Problem details: Will you transcribe the entries that follow, exactly and in full?

(Coordinate annotation records)
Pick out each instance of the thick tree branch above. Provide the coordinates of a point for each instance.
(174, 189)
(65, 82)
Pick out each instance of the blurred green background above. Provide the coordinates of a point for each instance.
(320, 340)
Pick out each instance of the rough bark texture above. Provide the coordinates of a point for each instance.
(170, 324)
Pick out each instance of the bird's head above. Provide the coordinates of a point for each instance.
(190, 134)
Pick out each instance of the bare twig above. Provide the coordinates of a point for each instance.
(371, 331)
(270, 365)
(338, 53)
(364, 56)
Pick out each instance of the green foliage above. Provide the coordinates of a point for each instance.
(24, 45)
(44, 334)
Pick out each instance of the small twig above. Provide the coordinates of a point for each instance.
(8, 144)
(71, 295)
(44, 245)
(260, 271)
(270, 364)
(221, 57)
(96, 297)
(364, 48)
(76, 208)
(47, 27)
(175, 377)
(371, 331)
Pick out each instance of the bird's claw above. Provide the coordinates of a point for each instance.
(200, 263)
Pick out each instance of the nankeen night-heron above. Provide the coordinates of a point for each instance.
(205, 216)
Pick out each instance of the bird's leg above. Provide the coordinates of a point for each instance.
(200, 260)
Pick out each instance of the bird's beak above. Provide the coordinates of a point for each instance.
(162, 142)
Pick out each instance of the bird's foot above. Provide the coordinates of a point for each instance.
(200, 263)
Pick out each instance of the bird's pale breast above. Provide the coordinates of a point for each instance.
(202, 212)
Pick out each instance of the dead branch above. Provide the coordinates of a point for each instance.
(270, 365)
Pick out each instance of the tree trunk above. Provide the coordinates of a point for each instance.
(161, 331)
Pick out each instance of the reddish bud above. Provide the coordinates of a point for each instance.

Answer to the problem:
Pick out each instance of the thick tree branch above. Provide the coordinates of a point for each instance.
(174, 189)
(65, 82)
Pick out each instance of the blurred green background above. Provide the coordinates of a point for each instance.
(320, 340)
Pick out each instance of the rough bark texture above. Provide the coordinates of a point for each instance.
(170, 324)
Pick out each instance of the bird's head above. Provide the coordinates of a point for each instance.
(190, 134)
Pick out each instance of the bare twig above. Provide the coordinates of a point for each instance.
(371, 331)
(270, 365)
(338, 53)
(364, 56)
Pick out each instance of the green foliage above. Provide the coordinates of a point for each instance.
(24, 45)
(44, 334)
Pick out each instance of the small twig above. Provide the coordinates of a point for each instance.
(8, 144)
(71, 295)
(44, 245)
(260, 271)
(270, 364)
(221, 57)
(96, 297)
(364, 48)
(76, 208)
(47, 27)
(175, 377)
(371, 331)
Pick out each instance of the bird's claw above. Provide the coordinates of a point for each instance.
(200, 263)
Pick out each instance of the nankeen night-heron above. Provide the coordinates of a point for each instance.
(205, 216)
Pick out each instance of the bird's leg above. Provide the coordinates of a point for each instance.
(200, 260)
Pick out each instance of the bird's beak above. Provide the coordinates of a point for each instance.
(162, 142)
Pick out each instance of the bird's foot above. Provide the coordinates of a point for each instance.
(200, 263)
Pick out each instance of the bird's pale breast above. Provide the coordinates of a point for each instance.
(202, 212)
Pick out each instance of the dead branch above. Provide the coordinates of a point for each instance.
(270, 365)
Pick out each instance of the tree trunk above. Provide the coordinates of a point for each instance.
(161, 331)
Pick out each instance of the reddish bud above. Provide the coordinates of a point for each instance.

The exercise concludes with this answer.